Exercise:
Look through the lines below and extract any with the word "slab".

Data for this exercise:
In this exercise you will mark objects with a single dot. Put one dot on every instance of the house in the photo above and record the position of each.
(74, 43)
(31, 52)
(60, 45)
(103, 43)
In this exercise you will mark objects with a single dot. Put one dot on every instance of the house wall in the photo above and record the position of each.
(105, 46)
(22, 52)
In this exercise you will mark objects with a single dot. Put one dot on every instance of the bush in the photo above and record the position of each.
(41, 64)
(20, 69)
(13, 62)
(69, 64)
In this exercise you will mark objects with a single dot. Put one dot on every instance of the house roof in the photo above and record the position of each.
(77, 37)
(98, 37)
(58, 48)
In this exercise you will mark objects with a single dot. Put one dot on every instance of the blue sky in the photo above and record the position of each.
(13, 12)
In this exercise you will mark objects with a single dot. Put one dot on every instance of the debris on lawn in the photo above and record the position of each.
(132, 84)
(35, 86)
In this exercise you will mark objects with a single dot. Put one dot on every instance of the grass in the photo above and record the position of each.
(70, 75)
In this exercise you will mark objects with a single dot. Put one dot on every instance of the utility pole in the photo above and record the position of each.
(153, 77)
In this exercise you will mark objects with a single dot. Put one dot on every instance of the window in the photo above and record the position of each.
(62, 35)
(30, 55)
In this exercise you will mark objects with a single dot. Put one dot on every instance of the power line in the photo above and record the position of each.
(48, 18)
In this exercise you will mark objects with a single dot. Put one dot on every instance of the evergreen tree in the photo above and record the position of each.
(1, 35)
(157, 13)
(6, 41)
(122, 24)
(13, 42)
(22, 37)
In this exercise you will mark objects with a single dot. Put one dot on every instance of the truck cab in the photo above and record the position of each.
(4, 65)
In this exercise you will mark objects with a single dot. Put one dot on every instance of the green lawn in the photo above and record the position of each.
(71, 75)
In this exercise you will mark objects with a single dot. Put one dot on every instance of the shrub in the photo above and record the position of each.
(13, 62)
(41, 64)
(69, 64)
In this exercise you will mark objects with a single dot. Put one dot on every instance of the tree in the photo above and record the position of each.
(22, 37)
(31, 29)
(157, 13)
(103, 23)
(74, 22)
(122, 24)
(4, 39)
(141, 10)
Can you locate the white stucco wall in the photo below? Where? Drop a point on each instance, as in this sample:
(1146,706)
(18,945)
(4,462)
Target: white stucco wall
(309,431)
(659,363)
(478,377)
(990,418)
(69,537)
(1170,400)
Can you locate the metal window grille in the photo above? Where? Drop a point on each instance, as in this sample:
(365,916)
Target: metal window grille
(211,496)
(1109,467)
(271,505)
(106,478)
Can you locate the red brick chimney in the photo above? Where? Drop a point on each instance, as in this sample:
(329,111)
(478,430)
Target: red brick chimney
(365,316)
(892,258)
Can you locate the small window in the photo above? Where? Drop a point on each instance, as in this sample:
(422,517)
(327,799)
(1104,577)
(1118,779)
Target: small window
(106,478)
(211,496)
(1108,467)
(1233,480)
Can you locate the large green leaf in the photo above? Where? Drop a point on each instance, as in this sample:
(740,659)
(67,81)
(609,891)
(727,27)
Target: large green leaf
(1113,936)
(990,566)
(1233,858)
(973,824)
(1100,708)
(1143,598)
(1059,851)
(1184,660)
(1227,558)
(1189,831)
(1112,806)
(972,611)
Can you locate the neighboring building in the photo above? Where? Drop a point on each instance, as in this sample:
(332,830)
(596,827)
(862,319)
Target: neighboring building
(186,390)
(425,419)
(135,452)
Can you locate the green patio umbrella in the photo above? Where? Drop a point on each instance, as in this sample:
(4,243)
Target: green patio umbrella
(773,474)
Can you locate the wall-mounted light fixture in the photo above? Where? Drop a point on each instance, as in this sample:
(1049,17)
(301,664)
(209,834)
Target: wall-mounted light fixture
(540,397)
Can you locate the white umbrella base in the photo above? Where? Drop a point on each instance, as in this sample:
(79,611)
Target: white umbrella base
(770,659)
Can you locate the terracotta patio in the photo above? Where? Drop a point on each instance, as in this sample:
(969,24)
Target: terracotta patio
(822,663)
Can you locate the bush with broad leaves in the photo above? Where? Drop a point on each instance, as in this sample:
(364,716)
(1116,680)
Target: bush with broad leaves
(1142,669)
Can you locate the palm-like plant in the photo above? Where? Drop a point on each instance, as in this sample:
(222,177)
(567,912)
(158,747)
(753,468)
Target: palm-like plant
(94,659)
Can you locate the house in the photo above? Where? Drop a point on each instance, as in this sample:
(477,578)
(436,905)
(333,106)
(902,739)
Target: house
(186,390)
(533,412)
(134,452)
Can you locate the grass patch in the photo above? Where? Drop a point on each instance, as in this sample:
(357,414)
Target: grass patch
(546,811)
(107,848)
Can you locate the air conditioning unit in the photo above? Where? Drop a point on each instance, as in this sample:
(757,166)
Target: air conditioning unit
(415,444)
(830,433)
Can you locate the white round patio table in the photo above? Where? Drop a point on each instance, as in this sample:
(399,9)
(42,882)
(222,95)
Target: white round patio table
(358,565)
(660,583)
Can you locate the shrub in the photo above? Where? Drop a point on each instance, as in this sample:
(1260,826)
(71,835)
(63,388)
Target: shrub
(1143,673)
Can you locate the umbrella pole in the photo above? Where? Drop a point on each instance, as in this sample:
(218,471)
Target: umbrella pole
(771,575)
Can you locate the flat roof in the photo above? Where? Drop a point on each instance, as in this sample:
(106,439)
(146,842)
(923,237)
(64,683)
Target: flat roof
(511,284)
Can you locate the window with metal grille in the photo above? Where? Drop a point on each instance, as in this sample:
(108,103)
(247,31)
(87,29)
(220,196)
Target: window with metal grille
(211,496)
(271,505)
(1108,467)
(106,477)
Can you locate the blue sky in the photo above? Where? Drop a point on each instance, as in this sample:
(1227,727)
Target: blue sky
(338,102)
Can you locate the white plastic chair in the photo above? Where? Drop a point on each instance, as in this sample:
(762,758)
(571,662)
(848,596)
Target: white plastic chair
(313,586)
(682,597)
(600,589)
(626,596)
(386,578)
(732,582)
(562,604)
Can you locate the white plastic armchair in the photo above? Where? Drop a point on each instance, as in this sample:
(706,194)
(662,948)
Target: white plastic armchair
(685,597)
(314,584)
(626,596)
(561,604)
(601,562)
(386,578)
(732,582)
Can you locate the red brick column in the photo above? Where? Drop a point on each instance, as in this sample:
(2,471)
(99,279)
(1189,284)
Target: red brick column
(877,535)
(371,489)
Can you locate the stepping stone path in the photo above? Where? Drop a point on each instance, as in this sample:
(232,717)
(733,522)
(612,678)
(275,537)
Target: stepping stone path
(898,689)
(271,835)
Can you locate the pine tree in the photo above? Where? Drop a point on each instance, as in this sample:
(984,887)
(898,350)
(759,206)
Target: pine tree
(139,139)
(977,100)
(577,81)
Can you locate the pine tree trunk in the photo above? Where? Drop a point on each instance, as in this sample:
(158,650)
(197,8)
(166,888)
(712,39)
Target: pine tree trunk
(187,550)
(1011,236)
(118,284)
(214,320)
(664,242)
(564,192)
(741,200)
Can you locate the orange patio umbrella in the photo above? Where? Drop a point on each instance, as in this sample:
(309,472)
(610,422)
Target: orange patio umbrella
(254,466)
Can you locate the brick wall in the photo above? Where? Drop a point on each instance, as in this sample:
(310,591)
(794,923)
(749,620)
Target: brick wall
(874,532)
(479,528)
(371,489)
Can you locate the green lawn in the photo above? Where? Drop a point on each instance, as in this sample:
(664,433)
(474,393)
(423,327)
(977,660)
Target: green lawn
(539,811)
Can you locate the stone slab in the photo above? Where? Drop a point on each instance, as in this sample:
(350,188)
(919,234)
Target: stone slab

Solved exercise:
Can you locate the stone slab in the photo above? Where? Drop a point on each instance, as in this sample:
Target: stone slab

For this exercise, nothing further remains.